Stated goal: Render the listing below as a Markdown table with the columns Index and Entry, from the line containing "If you could drop a marker on the thin" through the end of the listing, both ends included. Number each row in Index, and leave out blank lines.

Records supplied:
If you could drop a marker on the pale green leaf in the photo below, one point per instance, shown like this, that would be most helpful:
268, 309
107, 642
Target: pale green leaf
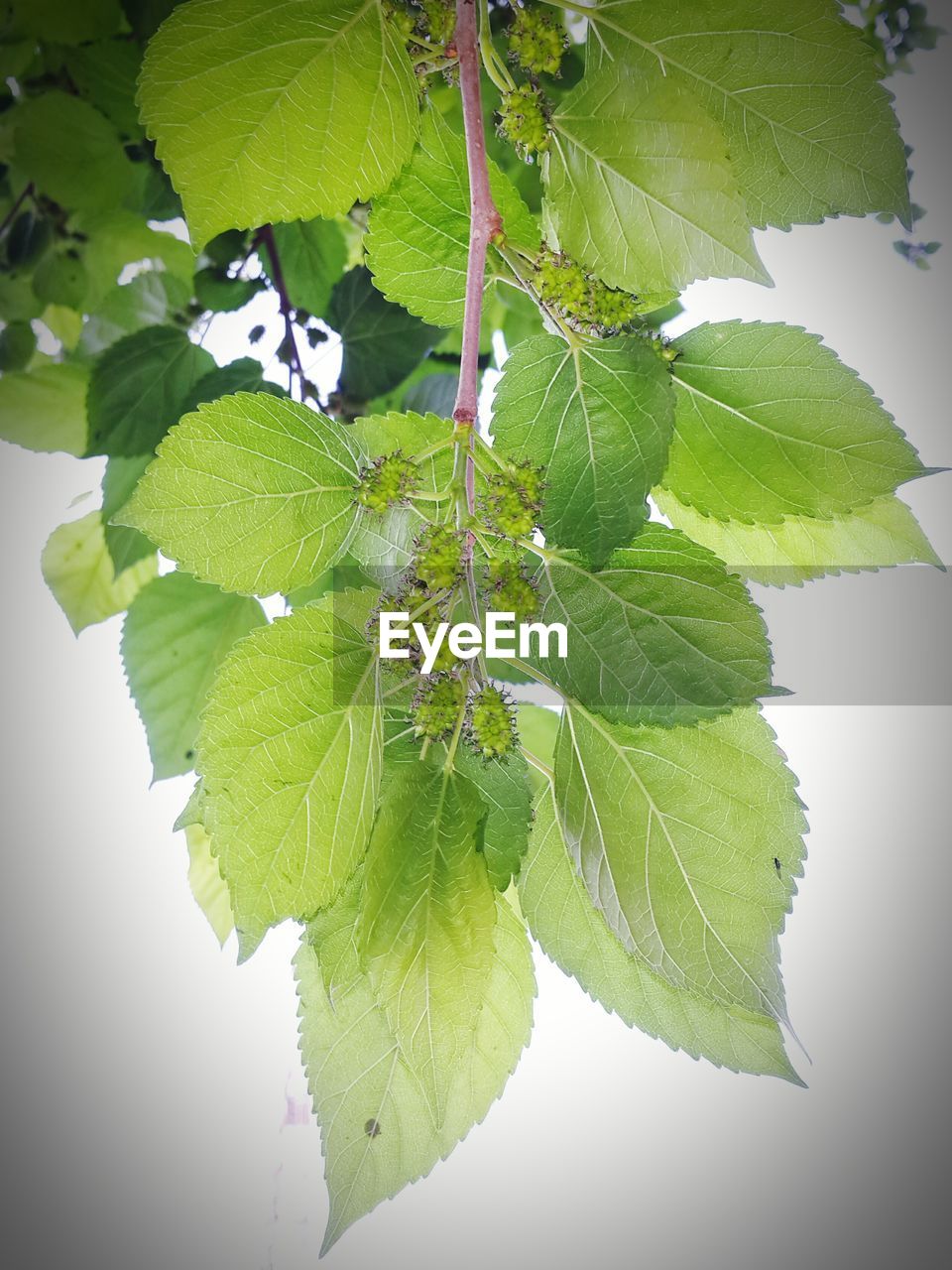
688, 841
503, 786
426, 925
368, 1095
252, 493
382, 341
119, 479
810, 131
662, 634
71, 153
281, 111
575, 935
640, 190
176, 636
46, 409
207, 884
419, 230
599, 420
240, 376
139, 388
770, 423
312, 255
80, 572
290, 756
876, 536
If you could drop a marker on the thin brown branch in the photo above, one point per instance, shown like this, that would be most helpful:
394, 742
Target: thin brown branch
485, 222
266, 238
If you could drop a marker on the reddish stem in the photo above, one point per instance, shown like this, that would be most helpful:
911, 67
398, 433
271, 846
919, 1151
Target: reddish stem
485, 222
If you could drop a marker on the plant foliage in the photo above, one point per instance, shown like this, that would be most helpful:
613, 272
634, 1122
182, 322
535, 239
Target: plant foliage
315, 162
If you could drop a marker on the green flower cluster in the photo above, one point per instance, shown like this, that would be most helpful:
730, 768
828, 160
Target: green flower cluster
536, 42
390, 479
490, 725
438, 561
513, 500
436, 706
562, 285
511, 590
524, 121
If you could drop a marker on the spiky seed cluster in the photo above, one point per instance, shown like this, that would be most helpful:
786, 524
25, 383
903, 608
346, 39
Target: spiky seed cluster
439, 557
579, 296
436, 706
492, 722
511, 590
524, 121
536, 42
390, 479
438, 21
513, 500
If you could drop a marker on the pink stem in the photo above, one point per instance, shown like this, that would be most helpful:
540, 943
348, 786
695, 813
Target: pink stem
485, 222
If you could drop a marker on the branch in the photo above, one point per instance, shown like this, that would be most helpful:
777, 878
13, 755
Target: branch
485, 222
266, 236
17, 206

Exercise output:
| Index | Entry |
|---|---|
| 1 | If you could drop a marker on the thin brown branch in the photo above, one point per instance, shown like this, that would be most helpful: |
| 2 | 394, 742 |
| 3 | Target: thin brown branch |
| 4 | 485, 222 |
| 5 | 266, 238 |
| 6 | If you could drop a marker on the reddish stem in the photo above, one point per instance, shown like this, that would be most helpful: |
| 7 | 911, 67 |
| 8 | 398, 433 |
| 9 | 271, 846 |
| 10 | 919, 1151 |
| 11 | Target: reddish stem |
| 12 | 485, 222 |
| 13 | If you could drop a marker on the plant foliage in the photo above, one point per instance, shown like this, that would be most helpful: |
| 14 | 613, 272 |
| 15 | 634, 1122 |
| 16 | 182, 322 |
| 17 | 535, 239 |
| 18 | Target: plant foliage |
| 19 | 315, 162 |
| 20 | If you could drop a marker on the green flower cluster in the photo above, one point per instance, shown like this, that would be most helpful: |
| 21 | 730, 768 |
| 22 | 828, 160 |
| 23 | Target: green flower cluster |
| 24 | 536, 42 |
| 25 | 390, 479 |
| 26 | 490, 725 |
| 27 | 438, 561 |
| 28 | 513, 500 |
| 29 | 436, 706 |
| 30 | 562, 285 |
| 31 | 511, 590 |
| 32 | 524, 121 |
| 33 | If you could drop a marker on the spiky seed cluster in the photo above, one point per instance, shown like this, that would be most helpful: |
| 34 | 786, 524 |
| 35 | 25, 383 |
| 36 | 903, 608 |
| 37 | 346, 39 |
| 38 | Target: spiky seed cluster |
| 39 | 439, 557 |
| 40 | 579, 296 |
| 41 | 436, 706 |
| 42 | 492, 722 |
| 43 | 511, 590 |
| 44 | 524, 121 |
| 45 | 536, 42 |
| 46 | 390, 479 |
| 47 | 438, 21 |
| 48 | 513, 500 |
| 49 | If you could drop a marker on the pink stem in the photo above, one point per instance, shown like this, that would be most helpful: |
| 50 | 540, 943 |
| 51 | 348, 786 |
| 52 | 695, 813 |
| 53 | Target: pink stem |
| 54 | 485, 222 |
| 55 | If you could drop a marker on the branch in the photo above, one point per instance, shown like this, that would be most helpful: |
| 56 | 777, 878 |
| 57 | 13, 755 |
| 58 | Target: branch |
| 59 | 485, 222 |
| 60 | 266, 236 |
| 61 | 17, 206 |